## Text segment
....................
The following are the determinants of organizational structure:
Strategy: Coming up with technological differentiation would need innovation for the company and constant investment in R&D. Till date, the industry was focused on using shared platforms and common production processes which mean cost minimizing was a priority which in turn mean having a mechanistic structure. Therefore, the automotive industry needs to change from having a mechanistic structure to an organic structure. There would also be a need for increased work specialization as automotive companies try to bring out technological difference using modular approach to manufacturing – there would be need for specialized knowledge with people trying to bring out innovation in their respective parts of the value chain.
Organizational Size: As discussed previously in the report, the car manufacturers would constantly look out for new markets to sell their products and this would mean I believe departmentalization in terms of geography. A single marketing strategy cannot be used to sell the product across all the countries in the world and there would be a need to produce and market the models which fit in with the values, cultures of the customers and economic scenario in a particular geographical region. Therefore, there would be a need to departmentalize the company in terms of geographical regions giving them empowerment.
Also, looking at the situation from technological differentiation point of view, we might find companies coming up with different models with different specifications. Toyota coming up with hybrid models and low cost models is an example of using technology to come up with two different products. So, there might a need for departmentalization in terms of product also.
Technology: Routine technology would lead to more formal and departmentalized organizations. Therefore, with rapidly changing technology and constant innovation, there would a need for a change from a formal organizational structure to a one with low formalization (Mechanistic to Organic).
Environment: With constantly changing raw material prices, ever demanding customers, continual cost pressures and complex environmental regulations, we would need more organic structures with decentralization and empowerment to the individual teams so that decisions and strategies could be customized to the local environment and also changed immediately depending on the changes in the environment. It would also mean less hierarchical structures with wider Span of Control.
In terms of matrix with respect to two variables complexity and pace of change, the environment is highly complex with highly demanding stakeholders (and all the other reasons explained above) and even the pace of change is dynamic with ever changing technology and corresponding changes in customer demands and needs. Therefore an appropriate structure would be one of Adhocracy (Mutual Adjustment).
Therefore, for the change (mentioned in the question) to happen, the automotive companies need to move towards an organic model which encourage innovation, dynamic decision making, boundary-less organizations, cross functional teams with highly decentralized set up.
Looking at the four corporate cultures which are explained in terms of four parameters namely, Hierarchy vis-à-vis Egalitarian, Person vis-à-vis Task, I think for this change to be possible and sustainable, the following should be the culture of the organizations:
In terms of Hierarchy-Egalitarian continuum, the organizations should move towards egalitarianism. The reasons which explain the suitability of egalitarianism as the appropriate structure has been explained in the previous discussion.
In terms of Person-Task continuum, it would be difficult to point to a particular culture as there needs to be a shift between both person and task orientations depends on the situation and context. For innovation to flourish, it is important to have person orientation whereas in case of an ever changing dynamic environment, task orientation and management by objectives are the appropriate means. Since, for an automotive industry, we come across both the contexts, an appropriate culture would be one which shifts between person and task orientation effortlessly.
Therefore, in terms of the matrix definition of the culture, the suitable cultures for the change to flourish would be Fulfilment orientation (Incubator) and Project orientation (Guided Missile) cultures.
....................
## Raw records
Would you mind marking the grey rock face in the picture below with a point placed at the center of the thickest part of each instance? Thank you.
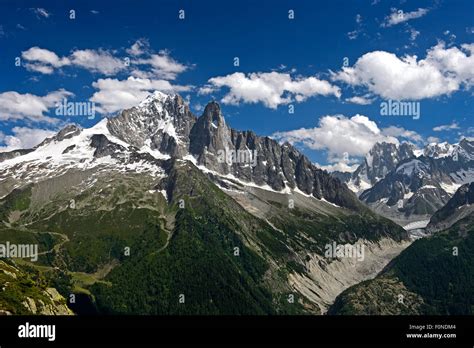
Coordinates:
(422, 185)
(458, 207)
(161, 122)
(382, 158)
(164, 123)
....................
## Given problem 1
Name every determinant of organizational structure that the passage on organizational structure introduces as a heading.
## Given problem 2
Translate this sentence from the passage on organizational structure into Spanish: "Routine technology would lead to more formal and departmentalized organizations."
## Given problem 3
Answer these questions using the passage on organizational structure:
(a) Which company is cited as using technology to come up with two different products?
(b) What structure does the passage call appropriate in light of environmental complexity and pace of change?
(c) Which two cultures does the passage name as suitable for the change to flourish?
The listing above has no connection to the passage on organizational structure.

## Written response 1
Strategy, Organizational Size, Technology, Environment

## Written response 2
La tecnología rutinaria conduciría a organizaciones más formales y departamentalizadas.

## Written response 3
(a) Toyota, with its hybrid models and low cost models
(b) Adhocracy (Mutual Adjustment)
(c) Fulfilment orientation (Incubator) and Project orientation (Guided Missile)